== TESTO DI PARTENZA

Insomma, in fatto di vino e di cultura vinicola, i francesi sono sempre un passo avanti a tutti: è un dato di fatto e spero che tale affermazione non mi attiri le patrie ire!

Incuriositi da queste premesse,

ci rechiamo a Juan Les Pins, all’Hotel Belles Rives e dobbiamo ammettere che questi francesi hanno anche una buona dose di fortuna… perché la splendida terrazza, affacciata sul mare, che ospita i banchi degli espositori, è baciata da un sole primaverile e l’insieme risulta davvero di impatto.

Vins d’Azur: mai nome fu più azzeccato, perché di azzurro ce n’è davvero in abbondanza!

====
== RIGHE DEL DATASET

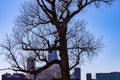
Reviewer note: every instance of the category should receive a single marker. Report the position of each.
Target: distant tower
(30, 63)
(52, 56)
(77, 73)
(88, 76)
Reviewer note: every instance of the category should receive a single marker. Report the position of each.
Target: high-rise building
(52, 56)
(108, 76)
(30, 63)
(76, 75)
(88, 76)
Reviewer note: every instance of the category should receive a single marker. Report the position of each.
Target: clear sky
(103, 22)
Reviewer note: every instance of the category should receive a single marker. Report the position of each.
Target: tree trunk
(64, 53)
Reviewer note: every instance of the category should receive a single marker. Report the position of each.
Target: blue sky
(103, 22)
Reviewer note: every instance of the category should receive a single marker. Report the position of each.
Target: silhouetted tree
(45, 22)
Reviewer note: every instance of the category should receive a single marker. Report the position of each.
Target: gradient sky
(103, 22)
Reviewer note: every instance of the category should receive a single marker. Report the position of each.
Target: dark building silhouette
(88, 76)
(30, 63)
(76, 75)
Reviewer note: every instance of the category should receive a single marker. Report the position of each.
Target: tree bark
(64, 53)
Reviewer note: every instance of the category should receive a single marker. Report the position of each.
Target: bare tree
(45, 22)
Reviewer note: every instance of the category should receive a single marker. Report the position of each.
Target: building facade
(88, 76)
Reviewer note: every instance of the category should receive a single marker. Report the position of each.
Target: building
(76, 75)
(15, 76)
(53, 71)
(30, 63)
(88, 76)
(52, 56)
(108, 76)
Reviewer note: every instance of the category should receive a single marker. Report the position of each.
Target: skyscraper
(88, 76)
(77, 73)
(30, 63)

====

-- COMPITI DA SVOLGERE --
[a] Riassumi in due frasi il testo sui Vins d'Azur.
[b] Indica quante linee delle righe contengono la stringa "tree". Scrivi solo il numero.

-- SOLUZIONI COMPLETE --
[a] Il testo sostiene che, in fatto di vino e di cultura vinicola, i francesi sono sempre un passo avanti a tutti. Racconta poi la visita all'Hotel Belles Rives di Juan Les Pins, dove i banchi degli espositori stanno su una terrazza affacciata sul mare e baciata da un sole primaverile, e trova azzeccato il nome Vins d'Azur perché di azzurro ce n'è in abbondanza.

[b] 4